#### Provided text:
^^^^^^^^^^^^^^^^
Shifting the Unwritten Rules of Organizational Behavior


As many organizations are discovering, sustainable corporate change can be elusive. Why? Because we often fail to ensure that our organization’s “unwritten rules” the invisible forces that drive people’s behavior support the new course that we’re striving to chart. These rules, like the bulk of an iceberg, lie below the surface, shaping workplace culture and affecting team, division, and overall organizational functionality. A systemic leader who knows how to surface, analyze, and appropriately alter her organization’s unwritten rules wields a great lever for organizational transformation.

What Are Unwritten Rules?

Whether you call them “undiscussables,” “tacit understanding,” “social norms,” or “mental models,” unwritten rules comprise an organization’s unconscious accumulation of vested interests, history, beliefs, deep feelings, and customs. These rules initially develop as logical coping strategies based on what it takes to succeed within a given corporate climate. Over time, these strategies become an unspoken code that people learn to imitate by observing the behavior and following the advice of others in the organization. According to Robert Hargrove, author of Masterful Coaching (John Wiley & Sons, 2002), “These are rules that no one really seems to be in control of and that may be difficult to even clearly articulate, let alone change.”



Fear of job loss leads to thoughts such as, “I must look competent” or “I cannot ask for help.” Such thoughts undermine teamwork, collaboration, and learning, ultimately eroding organizational performance. As a result, the company loses revenue and will more likely resort to further downsizing.

Unwritten rules can have a favorable, detrimental, or neutral influence on an organization. Some rules can undermine change efforts by swaying us to comply with “the way things have always been done around here.” In the worst case, they can lead to Enron-like corruption in which honor and accountability become subordinate to greed. On the other hand, unwritten rules can help organizations maintain coherence and their unique identity, as well as play a critical role in corporate success.

An example of how unwritten rules develop can be seen in the way employees respond to quick fixes such as corporate downsizing. What begin as simple thoughts, such as “I cannot ask for help; my team leader will think I’m incompetent at my job” or “I must look good or I’ll end up on the list for the next downsizing,” can systematically stifle learning and personal development. Ultimately, this behavior can lead to organizational failure (see “Unwritten Rules of Downsizing”).

The more employees want to succeed or survive in an organization, the more likely they are to adapt to and reinforce its unwritten rules. To keep their jobs, they will go along with the status quo. To climb the corporate ladder, they will observe how their predecessors did so and emulate their behavior. Regardless of an organization’s stated values and goals, most employees behave according to the unwritten rules that best support their ability to achieve their personal goals.

Uncovering Unwritten Rules

How does an organization address its unwritten rules? First, leaders need to expose them. They must do so carefully, because making explicit an organization’s inner workings can initially lead to ambiguity and emotional discomfort, conditions that most employees tend to fear and avoid. Leaders must be objective, highly empathetic, and employ methods that ensure that employees feel reasonably safe in disclosing their deep and sometimes previously unarticulated thoughts and feelings about the workplace.
^^^^^^^^^^^^^^^^
#### Entries provided:

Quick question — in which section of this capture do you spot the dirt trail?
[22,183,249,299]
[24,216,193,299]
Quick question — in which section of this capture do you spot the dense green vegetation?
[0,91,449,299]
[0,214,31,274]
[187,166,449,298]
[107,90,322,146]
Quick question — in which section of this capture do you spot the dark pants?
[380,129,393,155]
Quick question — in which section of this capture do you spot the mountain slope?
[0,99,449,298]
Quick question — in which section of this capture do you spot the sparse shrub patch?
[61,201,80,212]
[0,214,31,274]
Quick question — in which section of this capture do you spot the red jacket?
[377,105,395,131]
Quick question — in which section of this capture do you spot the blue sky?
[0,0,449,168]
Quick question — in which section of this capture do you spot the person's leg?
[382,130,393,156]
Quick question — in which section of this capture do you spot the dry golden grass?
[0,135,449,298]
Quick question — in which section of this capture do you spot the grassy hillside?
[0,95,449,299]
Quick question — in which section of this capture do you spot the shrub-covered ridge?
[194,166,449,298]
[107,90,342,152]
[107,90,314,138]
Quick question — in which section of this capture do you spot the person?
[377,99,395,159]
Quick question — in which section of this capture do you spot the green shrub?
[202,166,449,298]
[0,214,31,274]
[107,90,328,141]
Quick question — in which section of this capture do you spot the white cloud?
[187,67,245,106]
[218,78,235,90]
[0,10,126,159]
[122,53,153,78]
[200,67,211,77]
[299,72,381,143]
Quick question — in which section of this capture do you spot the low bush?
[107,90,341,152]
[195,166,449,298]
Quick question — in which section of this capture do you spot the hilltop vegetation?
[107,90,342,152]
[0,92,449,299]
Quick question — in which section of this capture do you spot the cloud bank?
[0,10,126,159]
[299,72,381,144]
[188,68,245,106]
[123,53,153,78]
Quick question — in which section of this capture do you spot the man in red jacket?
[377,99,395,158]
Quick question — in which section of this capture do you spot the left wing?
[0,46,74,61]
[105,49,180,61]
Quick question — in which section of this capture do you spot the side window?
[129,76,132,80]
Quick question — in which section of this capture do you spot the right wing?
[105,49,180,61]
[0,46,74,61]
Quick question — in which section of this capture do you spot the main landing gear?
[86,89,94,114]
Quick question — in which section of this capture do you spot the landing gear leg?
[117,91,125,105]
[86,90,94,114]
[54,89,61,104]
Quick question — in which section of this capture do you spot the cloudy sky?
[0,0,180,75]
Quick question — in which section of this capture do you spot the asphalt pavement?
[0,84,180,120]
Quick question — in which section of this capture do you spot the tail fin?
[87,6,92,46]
^^^^^^^^^^^^^^^^
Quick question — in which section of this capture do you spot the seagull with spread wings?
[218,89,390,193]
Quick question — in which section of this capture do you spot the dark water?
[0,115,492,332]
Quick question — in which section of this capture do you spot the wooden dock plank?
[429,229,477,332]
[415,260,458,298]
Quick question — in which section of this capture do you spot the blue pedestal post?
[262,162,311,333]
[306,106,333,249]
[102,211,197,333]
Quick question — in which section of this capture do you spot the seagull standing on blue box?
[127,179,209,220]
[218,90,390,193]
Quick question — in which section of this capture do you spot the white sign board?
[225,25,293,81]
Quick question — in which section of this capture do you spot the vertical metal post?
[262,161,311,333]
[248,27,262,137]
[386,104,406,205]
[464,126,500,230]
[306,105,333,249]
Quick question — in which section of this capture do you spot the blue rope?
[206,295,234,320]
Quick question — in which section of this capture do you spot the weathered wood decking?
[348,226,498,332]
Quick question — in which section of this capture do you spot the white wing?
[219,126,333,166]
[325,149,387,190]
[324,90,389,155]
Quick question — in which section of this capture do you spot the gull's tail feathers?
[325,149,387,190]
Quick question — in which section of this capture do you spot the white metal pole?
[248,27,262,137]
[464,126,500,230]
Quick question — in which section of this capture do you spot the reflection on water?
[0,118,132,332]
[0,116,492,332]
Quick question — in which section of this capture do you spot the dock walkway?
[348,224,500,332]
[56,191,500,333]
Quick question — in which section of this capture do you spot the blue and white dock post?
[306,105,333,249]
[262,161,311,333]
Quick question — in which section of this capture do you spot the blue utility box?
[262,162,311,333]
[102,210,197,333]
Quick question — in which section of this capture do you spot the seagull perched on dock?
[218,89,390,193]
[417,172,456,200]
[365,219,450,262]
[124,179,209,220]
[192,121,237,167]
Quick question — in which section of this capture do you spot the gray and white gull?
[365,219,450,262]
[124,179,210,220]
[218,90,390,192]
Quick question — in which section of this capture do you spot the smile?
^^^^^^^^^^^^^^^^
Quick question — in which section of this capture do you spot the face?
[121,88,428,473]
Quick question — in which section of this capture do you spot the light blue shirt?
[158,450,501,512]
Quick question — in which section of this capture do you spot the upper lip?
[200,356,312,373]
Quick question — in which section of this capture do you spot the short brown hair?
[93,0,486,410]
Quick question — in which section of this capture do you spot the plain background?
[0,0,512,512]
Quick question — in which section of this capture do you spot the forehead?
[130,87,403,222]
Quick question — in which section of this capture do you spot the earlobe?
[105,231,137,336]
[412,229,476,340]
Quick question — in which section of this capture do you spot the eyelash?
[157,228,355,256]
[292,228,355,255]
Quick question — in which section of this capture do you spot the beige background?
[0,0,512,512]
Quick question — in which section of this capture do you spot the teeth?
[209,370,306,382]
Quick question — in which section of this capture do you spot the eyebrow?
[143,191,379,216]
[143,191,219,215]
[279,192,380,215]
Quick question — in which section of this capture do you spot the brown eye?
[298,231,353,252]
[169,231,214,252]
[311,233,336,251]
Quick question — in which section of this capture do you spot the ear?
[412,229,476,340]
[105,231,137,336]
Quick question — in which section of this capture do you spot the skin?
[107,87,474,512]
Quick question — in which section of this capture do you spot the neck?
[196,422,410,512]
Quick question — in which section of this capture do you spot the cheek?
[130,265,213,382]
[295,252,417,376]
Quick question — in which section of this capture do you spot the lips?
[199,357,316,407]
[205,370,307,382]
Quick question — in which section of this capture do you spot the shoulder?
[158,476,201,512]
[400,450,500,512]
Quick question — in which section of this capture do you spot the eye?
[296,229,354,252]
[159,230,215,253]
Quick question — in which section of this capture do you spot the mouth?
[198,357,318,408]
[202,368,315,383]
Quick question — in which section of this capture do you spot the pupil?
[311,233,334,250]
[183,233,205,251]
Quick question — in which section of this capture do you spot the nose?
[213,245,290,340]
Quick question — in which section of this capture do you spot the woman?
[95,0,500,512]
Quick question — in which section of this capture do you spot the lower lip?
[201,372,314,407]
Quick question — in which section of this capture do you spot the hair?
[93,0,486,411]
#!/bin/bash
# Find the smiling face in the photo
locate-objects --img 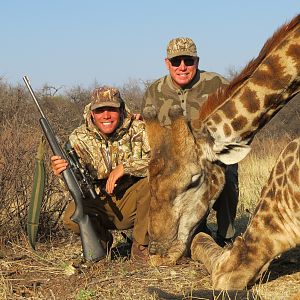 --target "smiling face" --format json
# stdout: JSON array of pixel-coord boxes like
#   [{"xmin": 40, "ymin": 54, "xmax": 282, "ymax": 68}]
^^^^^^^^^^^^^^^^
#### To do:
Continue the article on the unwritten rules of organizational behavior, picking up right after its final sentence.

#### Answer to the problem:
Interview Employees. One way to elicit unwritten rules is to interview employees. As Peter Scott-Morgan states in The Unwritten Rules of the Game: Master Them, Shatter Them, and Break Through the Barriers to Organizational Change (McGraw-Hill, 1994), “The goal is to set the interviewee off on a stream of consciousness about the pressures he or she and others feel within the company and how these relate to specific aspects of business performance” (see “Sample Interview Questions” on p. 7). During the interviews, carefully document the responses for future analysis.

Meet with Groups and Distribute Surveys. Another technique is for a leader to conduct group meetings coupled with surveys. Meet with employees of an area undergoing a change initiative to discuss the nature of unwritten rules and workplace assumptions, putting them at ease as much as possible. Then hand out a survey, consisting of open-ended questions geared to extracting the rules, and give participants a week to submit their responses anonymously. Near the conclusion of the meeting, encourage participants to share some of their responses within the group to elicit additional input.


Sample questions to uncover unwritten rules include:

  • What are the most important behaviors for getting ahead in your area?
  • Are people valued more for seniority than for performance? Why?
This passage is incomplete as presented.